AIM OF THE TASK: Update the rows from the start through the line containing "667, 418, 716, 456" by replacing "rectangle" with "bounding box", leaving all else unchanged.

* Begin MATERIAL FOR THIS TASK *

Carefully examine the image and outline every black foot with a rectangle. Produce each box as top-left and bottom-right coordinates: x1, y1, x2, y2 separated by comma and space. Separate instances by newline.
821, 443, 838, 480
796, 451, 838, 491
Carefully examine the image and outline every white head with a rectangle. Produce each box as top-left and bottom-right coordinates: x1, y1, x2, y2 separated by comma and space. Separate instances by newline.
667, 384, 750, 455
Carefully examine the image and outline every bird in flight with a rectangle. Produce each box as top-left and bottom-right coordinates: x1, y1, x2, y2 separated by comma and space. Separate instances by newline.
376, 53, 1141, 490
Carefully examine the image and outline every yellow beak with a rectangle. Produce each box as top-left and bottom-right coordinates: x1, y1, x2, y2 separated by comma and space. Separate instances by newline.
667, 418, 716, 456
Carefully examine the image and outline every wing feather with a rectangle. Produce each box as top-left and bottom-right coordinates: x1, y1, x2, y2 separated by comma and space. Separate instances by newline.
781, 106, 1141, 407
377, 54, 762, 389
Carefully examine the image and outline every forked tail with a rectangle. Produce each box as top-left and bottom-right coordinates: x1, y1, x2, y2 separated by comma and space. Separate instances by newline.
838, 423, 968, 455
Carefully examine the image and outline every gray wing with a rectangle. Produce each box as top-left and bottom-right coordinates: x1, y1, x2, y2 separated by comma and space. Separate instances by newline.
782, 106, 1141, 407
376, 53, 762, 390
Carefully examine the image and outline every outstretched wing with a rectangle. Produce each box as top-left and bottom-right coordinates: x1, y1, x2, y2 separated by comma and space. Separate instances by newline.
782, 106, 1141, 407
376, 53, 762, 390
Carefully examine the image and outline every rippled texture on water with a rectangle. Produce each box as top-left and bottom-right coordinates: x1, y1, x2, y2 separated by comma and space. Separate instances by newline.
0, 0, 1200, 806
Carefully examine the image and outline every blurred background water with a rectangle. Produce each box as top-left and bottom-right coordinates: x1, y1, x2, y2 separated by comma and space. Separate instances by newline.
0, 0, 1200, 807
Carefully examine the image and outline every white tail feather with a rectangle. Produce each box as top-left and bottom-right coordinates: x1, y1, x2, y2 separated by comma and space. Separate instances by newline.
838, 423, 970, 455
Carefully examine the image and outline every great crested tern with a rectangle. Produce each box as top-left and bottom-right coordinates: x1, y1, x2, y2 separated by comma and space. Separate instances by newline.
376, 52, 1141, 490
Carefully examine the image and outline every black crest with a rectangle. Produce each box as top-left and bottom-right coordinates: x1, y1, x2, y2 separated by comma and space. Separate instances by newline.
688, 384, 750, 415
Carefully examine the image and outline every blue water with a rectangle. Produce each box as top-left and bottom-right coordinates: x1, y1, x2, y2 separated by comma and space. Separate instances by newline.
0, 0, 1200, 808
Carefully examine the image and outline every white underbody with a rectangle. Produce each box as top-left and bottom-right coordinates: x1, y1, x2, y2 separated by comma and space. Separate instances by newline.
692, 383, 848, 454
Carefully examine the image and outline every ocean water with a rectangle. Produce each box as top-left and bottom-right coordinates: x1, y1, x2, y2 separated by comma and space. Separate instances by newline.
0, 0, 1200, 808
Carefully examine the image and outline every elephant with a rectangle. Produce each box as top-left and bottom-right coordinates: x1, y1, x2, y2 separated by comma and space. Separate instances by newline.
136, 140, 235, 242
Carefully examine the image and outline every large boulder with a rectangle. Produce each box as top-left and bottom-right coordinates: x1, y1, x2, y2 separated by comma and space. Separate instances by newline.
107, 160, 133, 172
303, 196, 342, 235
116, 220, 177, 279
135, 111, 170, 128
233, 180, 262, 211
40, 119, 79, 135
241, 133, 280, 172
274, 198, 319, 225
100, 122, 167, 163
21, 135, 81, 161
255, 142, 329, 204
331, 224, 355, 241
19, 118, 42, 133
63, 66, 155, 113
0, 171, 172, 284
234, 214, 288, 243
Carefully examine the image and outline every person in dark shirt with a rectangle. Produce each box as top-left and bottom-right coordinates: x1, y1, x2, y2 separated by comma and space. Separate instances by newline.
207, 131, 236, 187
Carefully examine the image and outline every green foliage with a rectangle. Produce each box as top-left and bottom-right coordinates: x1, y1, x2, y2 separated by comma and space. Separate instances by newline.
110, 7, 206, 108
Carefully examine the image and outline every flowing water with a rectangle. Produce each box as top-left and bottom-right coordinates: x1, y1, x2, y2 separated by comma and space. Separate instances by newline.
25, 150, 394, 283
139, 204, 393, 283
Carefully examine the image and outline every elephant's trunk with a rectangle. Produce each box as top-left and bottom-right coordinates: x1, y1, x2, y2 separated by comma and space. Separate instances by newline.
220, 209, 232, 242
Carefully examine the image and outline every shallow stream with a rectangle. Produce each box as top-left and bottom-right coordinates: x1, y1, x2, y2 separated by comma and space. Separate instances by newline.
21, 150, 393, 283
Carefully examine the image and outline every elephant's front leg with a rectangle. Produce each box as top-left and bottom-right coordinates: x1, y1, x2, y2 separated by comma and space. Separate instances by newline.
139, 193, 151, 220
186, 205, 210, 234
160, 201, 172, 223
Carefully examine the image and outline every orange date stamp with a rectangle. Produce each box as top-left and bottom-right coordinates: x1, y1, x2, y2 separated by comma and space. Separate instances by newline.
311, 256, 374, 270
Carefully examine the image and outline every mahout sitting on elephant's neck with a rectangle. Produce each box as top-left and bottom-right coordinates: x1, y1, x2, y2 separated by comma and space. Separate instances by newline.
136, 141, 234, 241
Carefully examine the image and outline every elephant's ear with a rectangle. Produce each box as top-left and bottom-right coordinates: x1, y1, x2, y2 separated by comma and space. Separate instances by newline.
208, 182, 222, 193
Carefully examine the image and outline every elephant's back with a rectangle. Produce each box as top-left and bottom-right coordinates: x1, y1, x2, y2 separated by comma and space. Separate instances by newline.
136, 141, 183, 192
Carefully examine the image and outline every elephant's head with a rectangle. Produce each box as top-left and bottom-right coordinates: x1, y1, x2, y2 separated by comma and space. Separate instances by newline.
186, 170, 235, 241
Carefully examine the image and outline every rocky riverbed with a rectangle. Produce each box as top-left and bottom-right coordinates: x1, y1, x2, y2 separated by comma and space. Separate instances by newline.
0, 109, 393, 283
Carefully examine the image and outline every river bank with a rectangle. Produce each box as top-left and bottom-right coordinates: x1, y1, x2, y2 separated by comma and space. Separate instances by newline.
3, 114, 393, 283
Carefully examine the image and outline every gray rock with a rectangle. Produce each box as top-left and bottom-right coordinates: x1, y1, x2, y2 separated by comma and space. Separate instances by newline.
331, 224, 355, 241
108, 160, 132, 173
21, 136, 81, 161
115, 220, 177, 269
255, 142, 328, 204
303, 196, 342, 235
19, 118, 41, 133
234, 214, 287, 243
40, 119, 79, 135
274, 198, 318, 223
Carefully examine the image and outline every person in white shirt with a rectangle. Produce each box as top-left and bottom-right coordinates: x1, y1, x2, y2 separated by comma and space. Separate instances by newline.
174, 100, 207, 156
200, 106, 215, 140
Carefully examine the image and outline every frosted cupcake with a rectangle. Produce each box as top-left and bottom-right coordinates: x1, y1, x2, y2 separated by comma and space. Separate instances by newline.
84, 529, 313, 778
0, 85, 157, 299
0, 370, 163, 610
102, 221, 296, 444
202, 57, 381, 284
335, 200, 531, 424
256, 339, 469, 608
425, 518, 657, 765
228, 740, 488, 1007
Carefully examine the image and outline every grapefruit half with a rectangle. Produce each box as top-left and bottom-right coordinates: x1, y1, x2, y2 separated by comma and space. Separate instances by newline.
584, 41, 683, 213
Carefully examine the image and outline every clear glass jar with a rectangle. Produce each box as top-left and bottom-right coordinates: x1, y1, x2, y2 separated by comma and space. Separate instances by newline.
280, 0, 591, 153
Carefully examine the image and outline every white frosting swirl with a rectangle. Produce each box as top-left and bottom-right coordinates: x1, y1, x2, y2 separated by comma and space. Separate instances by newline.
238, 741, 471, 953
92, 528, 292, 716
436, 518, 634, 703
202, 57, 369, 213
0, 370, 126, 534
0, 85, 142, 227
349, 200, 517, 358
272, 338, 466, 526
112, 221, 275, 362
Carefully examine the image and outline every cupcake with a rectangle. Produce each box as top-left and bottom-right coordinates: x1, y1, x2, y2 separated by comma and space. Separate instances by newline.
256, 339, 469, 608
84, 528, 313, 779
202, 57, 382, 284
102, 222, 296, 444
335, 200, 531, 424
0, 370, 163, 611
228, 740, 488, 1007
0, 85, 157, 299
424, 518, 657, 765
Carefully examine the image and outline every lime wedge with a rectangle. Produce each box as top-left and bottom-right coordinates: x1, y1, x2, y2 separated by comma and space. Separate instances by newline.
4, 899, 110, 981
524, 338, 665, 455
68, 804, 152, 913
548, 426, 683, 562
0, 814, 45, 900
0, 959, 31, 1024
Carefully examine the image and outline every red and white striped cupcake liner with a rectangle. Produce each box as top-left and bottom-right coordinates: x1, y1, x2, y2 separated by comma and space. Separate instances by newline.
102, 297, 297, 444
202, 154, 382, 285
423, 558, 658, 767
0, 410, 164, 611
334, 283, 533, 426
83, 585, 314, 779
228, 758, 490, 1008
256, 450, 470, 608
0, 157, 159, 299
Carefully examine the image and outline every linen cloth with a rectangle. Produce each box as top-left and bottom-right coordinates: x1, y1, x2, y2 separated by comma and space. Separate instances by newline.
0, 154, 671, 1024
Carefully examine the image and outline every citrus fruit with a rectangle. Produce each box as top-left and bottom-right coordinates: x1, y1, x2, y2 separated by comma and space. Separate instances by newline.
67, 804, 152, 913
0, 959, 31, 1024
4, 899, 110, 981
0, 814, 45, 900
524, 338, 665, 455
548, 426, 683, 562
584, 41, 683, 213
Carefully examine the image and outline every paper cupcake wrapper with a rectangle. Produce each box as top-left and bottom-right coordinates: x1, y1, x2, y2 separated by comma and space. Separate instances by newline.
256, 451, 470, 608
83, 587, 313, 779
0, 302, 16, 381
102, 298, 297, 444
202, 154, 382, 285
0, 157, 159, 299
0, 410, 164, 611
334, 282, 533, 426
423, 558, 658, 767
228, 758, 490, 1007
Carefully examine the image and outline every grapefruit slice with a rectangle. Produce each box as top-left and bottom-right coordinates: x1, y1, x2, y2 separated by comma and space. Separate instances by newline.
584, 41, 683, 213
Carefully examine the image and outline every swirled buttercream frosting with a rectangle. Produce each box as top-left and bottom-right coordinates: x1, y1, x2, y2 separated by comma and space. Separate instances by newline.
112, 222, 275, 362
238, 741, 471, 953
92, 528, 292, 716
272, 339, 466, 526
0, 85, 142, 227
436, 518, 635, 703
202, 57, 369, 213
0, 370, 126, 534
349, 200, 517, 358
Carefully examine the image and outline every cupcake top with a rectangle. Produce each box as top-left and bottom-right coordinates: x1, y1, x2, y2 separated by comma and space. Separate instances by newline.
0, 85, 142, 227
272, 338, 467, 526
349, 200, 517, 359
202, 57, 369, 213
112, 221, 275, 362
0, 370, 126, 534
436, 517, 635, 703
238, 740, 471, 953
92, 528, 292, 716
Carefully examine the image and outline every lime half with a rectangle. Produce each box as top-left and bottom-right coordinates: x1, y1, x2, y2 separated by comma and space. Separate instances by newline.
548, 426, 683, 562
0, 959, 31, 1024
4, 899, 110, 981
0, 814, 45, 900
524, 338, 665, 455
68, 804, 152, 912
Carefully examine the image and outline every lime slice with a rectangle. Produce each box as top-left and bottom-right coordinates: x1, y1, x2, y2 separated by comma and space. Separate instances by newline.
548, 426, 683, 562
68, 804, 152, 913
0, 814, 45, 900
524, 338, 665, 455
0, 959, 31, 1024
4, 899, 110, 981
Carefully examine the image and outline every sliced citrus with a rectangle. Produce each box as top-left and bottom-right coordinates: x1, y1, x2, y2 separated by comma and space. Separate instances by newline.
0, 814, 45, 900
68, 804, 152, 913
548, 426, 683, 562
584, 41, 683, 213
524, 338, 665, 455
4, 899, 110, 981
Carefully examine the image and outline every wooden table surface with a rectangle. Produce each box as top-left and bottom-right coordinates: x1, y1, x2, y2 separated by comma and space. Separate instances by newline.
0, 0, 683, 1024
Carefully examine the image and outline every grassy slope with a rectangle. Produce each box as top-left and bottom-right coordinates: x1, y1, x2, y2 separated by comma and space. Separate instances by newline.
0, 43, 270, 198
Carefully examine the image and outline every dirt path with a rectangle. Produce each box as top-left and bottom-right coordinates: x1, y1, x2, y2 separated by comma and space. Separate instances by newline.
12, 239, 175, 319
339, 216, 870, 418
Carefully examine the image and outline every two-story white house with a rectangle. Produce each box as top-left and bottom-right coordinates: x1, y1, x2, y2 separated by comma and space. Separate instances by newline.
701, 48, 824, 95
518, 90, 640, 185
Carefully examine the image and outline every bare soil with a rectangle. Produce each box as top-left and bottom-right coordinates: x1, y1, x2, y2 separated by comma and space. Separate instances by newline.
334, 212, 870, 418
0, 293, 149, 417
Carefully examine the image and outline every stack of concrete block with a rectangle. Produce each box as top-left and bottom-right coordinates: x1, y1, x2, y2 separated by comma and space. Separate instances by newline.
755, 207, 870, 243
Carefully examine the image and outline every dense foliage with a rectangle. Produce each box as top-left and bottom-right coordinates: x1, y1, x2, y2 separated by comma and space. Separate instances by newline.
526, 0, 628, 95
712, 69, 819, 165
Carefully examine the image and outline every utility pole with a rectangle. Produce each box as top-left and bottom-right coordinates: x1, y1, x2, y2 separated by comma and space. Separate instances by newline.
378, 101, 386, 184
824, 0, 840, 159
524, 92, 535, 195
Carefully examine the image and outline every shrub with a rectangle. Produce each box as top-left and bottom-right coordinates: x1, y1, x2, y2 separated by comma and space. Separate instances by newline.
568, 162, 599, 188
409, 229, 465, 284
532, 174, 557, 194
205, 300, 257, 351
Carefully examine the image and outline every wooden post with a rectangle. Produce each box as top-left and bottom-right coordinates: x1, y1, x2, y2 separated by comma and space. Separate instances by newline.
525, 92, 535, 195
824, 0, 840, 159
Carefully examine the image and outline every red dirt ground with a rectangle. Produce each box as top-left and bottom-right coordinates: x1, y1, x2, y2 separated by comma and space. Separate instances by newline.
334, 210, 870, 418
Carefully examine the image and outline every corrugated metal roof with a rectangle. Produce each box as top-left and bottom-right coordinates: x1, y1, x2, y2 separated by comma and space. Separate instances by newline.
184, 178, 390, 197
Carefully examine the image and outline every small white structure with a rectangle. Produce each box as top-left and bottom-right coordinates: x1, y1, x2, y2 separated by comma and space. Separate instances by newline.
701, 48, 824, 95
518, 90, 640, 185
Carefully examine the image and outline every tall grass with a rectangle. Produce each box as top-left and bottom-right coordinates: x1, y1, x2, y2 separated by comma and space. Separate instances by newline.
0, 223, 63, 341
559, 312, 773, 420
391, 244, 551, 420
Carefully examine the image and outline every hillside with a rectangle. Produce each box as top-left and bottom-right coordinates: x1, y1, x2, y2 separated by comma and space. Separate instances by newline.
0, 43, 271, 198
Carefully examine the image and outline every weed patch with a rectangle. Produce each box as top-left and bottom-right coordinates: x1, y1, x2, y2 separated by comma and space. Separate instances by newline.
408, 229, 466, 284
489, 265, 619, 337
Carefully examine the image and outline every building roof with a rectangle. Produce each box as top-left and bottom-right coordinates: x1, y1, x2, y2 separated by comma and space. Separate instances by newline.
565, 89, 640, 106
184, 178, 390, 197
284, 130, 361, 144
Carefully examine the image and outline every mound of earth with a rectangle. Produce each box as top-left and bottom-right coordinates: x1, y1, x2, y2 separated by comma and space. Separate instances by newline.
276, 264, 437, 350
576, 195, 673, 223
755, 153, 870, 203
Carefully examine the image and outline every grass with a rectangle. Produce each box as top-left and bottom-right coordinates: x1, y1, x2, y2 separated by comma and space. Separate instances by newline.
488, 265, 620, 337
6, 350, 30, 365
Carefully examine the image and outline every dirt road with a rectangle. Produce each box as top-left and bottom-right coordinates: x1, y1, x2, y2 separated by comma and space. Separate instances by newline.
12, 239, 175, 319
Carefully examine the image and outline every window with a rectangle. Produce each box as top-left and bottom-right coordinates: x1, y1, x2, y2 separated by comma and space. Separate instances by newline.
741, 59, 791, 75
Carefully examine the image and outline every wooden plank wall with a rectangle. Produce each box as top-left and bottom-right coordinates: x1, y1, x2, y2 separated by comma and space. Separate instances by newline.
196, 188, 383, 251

* End MATERIAL FOR THIS TASK *

FINAL RESULT:
Carefully examine the image and outline every black foot with a bounding box. Produce each box as top-left and bottom-right coordinates: x1, y1, x2, y2 separated by comma and space. Separate instances by newline.
821, 443, 838, 480
796, 451, 838, 491
Carefully examine the image and outline every white head with a bounding box. Produce each box as top-left and bottom-right coordinates: x1, y1, x2, y2 separated by comma and space. Separate instances by newline.
667, 384, 750, 455
Carefully examine the image and outline every bird in flight with a bounding box. Produce each box as top-left and bottom-right coordinates: x1, y1, x2, y2 separated by comma and space. Separate instances by newline.
376, 53, 1141, 490
Carefully examine the image and outline every yellow beak with a bounding box. Produce each box as top-left and bottom-right coordinates: x1, y1, x2, y2 separated by comma and space. Separate instances by newline.
667, 418, 716, 456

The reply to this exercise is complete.